#### INPUT RECORDS:

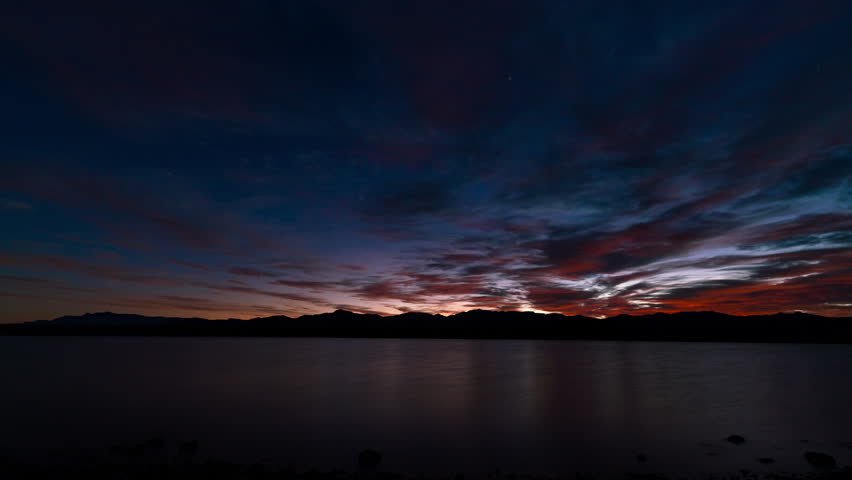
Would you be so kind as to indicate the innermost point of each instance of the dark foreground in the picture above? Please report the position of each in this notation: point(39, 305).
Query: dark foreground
point(152, 460)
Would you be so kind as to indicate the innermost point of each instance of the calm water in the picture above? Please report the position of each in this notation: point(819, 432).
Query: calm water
point(434, 405)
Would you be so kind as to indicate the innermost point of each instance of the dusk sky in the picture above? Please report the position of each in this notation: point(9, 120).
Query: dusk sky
point(225, 158)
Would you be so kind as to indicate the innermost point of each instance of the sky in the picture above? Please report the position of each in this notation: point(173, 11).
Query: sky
point(235, 159)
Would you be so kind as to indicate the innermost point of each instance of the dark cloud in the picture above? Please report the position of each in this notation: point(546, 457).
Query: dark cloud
point(560, 156)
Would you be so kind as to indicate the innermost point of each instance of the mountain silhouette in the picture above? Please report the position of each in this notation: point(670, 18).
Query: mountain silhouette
point(681, 326)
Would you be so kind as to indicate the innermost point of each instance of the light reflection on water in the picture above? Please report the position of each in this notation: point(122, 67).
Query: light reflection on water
point(446, 405)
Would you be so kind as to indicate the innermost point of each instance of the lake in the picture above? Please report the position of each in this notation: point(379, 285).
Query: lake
point(434, 405)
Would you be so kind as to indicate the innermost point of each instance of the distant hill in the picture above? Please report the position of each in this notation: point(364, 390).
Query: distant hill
point(682, 326)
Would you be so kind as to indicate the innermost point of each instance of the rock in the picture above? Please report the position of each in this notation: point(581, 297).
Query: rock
point(820, 460)
point(156, 443)
point(369, 459)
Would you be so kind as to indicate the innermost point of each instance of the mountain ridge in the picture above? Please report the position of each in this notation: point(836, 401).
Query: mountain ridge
point(679, 326)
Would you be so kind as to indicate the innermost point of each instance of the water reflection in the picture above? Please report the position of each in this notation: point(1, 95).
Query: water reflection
point(435, 404)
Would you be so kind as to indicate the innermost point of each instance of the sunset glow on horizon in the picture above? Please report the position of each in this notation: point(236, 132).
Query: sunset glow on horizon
point(237, 160)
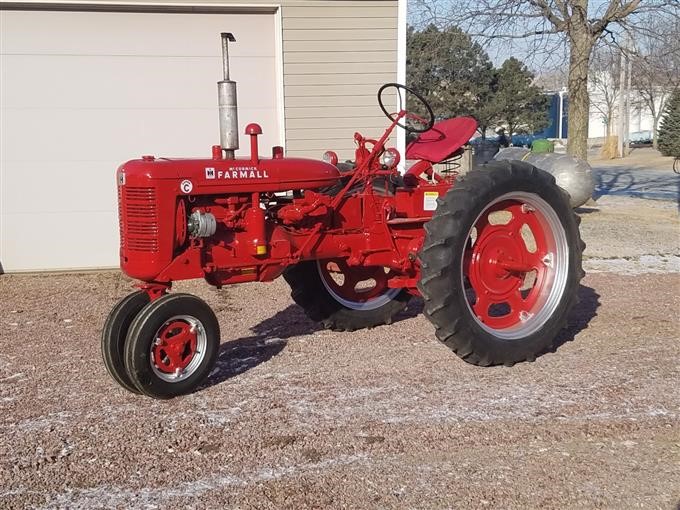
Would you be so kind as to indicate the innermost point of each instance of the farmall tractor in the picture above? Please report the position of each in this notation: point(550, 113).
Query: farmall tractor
point(495, 254)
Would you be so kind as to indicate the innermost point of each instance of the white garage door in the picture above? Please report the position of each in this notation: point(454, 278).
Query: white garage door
point(83, 92)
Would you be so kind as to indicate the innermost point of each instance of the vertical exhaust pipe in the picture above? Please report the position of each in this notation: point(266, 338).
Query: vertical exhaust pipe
point(226, 93)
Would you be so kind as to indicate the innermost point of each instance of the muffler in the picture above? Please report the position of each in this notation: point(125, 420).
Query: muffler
point(226, 93)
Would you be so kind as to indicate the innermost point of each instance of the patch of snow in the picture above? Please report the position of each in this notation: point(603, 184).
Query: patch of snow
point(160, 497)
point(644, 264)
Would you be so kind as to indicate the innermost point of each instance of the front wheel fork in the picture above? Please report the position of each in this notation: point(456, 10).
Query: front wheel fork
point(154, 290)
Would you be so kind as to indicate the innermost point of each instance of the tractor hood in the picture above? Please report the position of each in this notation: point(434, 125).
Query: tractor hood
point(210, 176)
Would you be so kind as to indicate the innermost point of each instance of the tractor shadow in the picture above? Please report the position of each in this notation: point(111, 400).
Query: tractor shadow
point(269, 338)
point(580, 316)
point(635, 183)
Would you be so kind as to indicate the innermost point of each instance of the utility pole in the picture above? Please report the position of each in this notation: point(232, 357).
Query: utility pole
point(629, 71)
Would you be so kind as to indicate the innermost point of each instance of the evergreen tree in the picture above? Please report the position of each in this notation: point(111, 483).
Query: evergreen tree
point(521, 105)
point(669, 129)
point(452, 72)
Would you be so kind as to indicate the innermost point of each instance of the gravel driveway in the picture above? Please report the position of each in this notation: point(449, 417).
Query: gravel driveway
point(297, 417)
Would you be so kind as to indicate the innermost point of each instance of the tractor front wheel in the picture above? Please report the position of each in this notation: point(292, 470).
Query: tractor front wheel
point(501, 264)
point(343, 297)
point(113, 336)
point(172, 346)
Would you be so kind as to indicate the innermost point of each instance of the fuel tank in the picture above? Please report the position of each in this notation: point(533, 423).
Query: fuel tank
point(217, 176)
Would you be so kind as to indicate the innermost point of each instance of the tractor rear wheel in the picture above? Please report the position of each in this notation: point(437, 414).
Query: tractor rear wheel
point(345, 298)
point(114, 333)
point(172, 346)
point(501, 264)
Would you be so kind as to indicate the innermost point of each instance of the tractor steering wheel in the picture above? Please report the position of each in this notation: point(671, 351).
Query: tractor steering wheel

#### REQUIREMENT:
Go through the records above, find every line with the word "steering", and list those lines.

#### RESPONSE BOX:
Would you be so kind as to indicate the innermost point of each instance of the tractor steering wheel in the picture above? Please report the position of each in this notation: point(671, 351).
Query: tractor steering wheel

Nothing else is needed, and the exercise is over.